What is being asked: Rewrite every one of the records below with "previous pass" changed to "prior round" and nothing else altered. Omit the pictures from your answer.

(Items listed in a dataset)
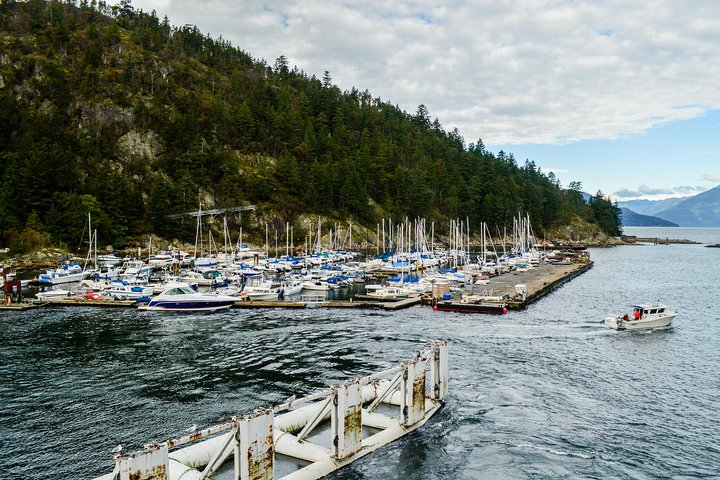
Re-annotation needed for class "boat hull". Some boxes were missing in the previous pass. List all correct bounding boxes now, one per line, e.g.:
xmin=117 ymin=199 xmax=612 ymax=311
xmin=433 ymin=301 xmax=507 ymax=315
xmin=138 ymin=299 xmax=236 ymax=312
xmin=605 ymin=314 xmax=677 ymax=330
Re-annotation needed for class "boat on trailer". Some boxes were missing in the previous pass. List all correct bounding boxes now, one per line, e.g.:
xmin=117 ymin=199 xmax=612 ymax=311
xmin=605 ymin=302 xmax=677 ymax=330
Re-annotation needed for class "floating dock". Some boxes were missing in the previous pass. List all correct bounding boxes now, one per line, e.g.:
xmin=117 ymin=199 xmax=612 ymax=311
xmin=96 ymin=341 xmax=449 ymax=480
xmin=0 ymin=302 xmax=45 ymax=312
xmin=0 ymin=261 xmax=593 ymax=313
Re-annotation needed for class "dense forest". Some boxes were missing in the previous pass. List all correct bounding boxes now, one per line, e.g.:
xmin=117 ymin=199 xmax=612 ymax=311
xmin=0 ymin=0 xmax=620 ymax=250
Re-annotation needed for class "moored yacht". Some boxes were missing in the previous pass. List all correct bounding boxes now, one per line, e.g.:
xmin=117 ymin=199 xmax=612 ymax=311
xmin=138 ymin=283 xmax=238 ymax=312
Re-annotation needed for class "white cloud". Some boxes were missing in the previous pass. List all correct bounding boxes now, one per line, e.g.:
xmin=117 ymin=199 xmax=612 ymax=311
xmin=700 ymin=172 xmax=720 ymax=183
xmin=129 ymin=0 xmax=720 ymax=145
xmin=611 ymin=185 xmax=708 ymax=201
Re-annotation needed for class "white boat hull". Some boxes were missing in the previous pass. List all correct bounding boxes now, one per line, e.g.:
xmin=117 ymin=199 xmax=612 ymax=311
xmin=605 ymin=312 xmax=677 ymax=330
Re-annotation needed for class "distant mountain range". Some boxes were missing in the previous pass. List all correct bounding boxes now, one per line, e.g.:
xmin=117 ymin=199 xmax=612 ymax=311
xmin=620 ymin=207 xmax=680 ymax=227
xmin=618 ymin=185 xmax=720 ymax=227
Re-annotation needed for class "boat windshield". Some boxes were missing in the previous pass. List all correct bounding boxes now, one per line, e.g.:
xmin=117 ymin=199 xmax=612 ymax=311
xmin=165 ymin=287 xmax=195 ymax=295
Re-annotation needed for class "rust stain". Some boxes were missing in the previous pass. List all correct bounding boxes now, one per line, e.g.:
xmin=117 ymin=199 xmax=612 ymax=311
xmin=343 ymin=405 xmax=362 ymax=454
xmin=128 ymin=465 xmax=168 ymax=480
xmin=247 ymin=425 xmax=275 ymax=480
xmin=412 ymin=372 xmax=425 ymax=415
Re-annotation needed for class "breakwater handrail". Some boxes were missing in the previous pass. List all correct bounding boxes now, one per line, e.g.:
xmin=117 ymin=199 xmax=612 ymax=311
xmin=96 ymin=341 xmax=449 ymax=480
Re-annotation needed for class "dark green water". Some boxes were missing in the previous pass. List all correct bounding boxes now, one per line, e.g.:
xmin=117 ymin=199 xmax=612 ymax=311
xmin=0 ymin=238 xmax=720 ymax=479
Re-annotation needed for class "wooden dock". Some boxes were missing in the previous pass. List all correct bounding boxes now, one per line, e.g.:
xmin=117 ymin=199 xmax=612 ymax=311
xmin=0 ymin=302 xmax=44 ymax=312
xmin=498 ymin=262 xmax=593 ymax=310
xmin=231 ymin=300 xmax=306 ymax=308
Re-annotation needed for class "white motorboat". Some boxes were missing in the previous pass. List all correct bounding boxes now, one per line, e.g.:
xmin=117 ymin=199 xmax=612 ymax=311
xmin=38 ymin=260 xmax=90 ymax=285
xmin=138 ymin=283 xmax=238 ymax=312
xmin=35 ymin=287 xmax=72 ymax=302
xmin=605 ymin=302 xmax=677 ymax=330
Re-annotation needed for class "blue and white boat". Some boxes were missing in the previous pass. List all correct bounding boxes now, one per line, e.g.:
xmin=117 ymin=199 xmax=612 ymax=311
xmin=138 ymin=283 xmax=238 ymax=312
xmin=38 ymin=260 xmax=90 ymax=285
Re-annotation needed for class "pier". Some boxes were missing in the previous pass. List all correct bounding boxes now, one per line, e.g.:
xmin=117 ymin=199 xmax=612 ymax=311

Solution:
Re-annotation needed for class "boat hull". Some boxes were missing in the prior round. List all correct bounding boxes now, one per line, e.g.:
xmin=117 ymin=199 xmax=612 ymax=311
xmin=433 ymin=301 xmax=507 ymax=315
xmin=138 ymin=299 xmax=236 ymax=312
xmin=605 ymin=314 xmax=677 ymax=330
Re-annotation needed for class "boat on trailer". Some boxes were missing in the prior round. List all correct bounding boxes now, one per line, e.g.:
xmin=117 ymin=199 xmax=612 ymax=311
xmin=605 ymin=302 xmax=677 ymax=330
Re-annotation needed for class "floating dock". Some boxes were missing in the prior round. List all correct bounding boxes now, one per line, e.g.:
xmin=117 ymin=199 xmax=612 ymax=311
xmin=96 ymin=341 xmax=449 ymax=480
xmin=0 ymin=302 xmax=45 ymax=312
xmin=0 ymin=261 xmax=593 ymax=313
Re-annotation needed for class "dense forest". Some boxes were missing in the prior round. List all correct bounding boxes now, one per line, e.g.:
xmin=117 ymin=199 xmax=612 ymax=311
xmin=0 ymin=0 xmax=620 ymax=250
Re-annotation needed for class "moored yacht". Some boxes were missing in the prior round. List all correct bounding boxes now, one per line, e.g.:
xmin=117 ymin=199 xmax=612 ymax=311
xmin=138 ymin=283 xmax=238 ymax=312
Re-annotation needed for class "white cloud". Some boxes were missing in the prior round. List all correct bounding boxes now, one per line, e.g.:
xmin=117 ymin=199 xmax=612 ymax=311
xmin=700 ymin=172 xmax=720 ymax=183
xmin=129 ymin=0 xmax=720 ymax=145
xmin=611 ymin=185 xmax=708 ymax=201
Re-annotation needed for class "white boat hull". Some boxes were missing in the prior round. List all correct bounding boxes now, one per line, e.g.:
xmin=117 ymin=199 xmax=612 ymax=311
xmin=605 ymin=312 xmax=677 ymax=330
Re-annotation needed for class "distant mountain range". Some boxes were missing in the prior round. List all correct bounding boxes now, one per line, e.g.:
xmin=117 ymin=199 xmax=612 ymax=311
xmin=620 ymin=207 xmax=680 ymax=227
xmin=618 ymin=185 xmax=720 ymax=227
Re-annotation needed for class "boat windshield". Some boxes were missing in the prior round. List all correct bounding boxes now, one per line, e.g.:
xmin=117 ymin=199 xmax=612 ymax=311
xmin=165 ymin=287 xmax=195 ymax=295
Re-annotation needed for class "rust stain". Some boxes were missing in the prior round. List all correct bounding boxes now, one per line, e.g.:
xmin=117 ymin=199 xmax=612 ymax=311
xmin=343 ymin=405 xmax=362 ymax=454
xmin=128 ymin=465 xmax=168 ymax=480
xmin=247 ymin=425 xmax=275 ymax=480
xmin=412 ymin=372 xmax=425 ymax=415
Re-annotation needed for class "breakwater handrail". Some boxes were missing in the prior round. List all correct bounding boxes now, one per line, e.g.:
xmin=117 ymin=199 xmax=612 ymax=311
xmin=96 ymin=341 xmax=449 ymax=480
Re-annotation needed for class "dark green water". Some boxes were missing in the prior round. List all correct bounding boxes now, one per line, e.g.:
xmin=117 ymin=199 xmax=612 ymax=311
xmin=0 ymin=238 xmax=720 ymax=479
Re-annotation needed for class "wooden dock". Some boxes were missing in the prior round. List all correct bounding boxes now, one per line, e.g.:
xmin=117 ymin=199 xmax=612 ymax=311
xmin=0 ymin=302 xmax=44 ymax=312
xmin=498 ymin=262 xmax=593 ymax=310
xmin=231 ymin=300 xmax=306 ymax=308
Re-annotation needed for class "white motorboat". Some boxes were missing in the prior round. List all correct bounding boxes now, one per line, e.g.:
xmin=117 ymin=199 xmax=612 ymax=311
xmin=38 ymin=260 xmax=90 ymax=285
xmin=138 ymin=283 xmax=238 ymax=312
xmin=35 ymin=287 xmax=72 ymax=302
xmin=605 ymin=302 xmax=677 ymax=330
Re-annotation needed for class "blue and white boat". Some boxes were missing in the prior round. List all correct bounding boxes now, one per line, e.g.:
xmin=117 ymin=199 xmax=612 ymax=311
xmin=138 ymin=283 xmax=238 ymax=312
xmin=38 ymin=260 xmax=90 ymax=285
Re-annotation needed for class "pier". Some boxes were missing in the prior round. List all correct bounding boxes now, one per line, e.g.:
xmin=117 ymin=199 xmax=612 ymax=311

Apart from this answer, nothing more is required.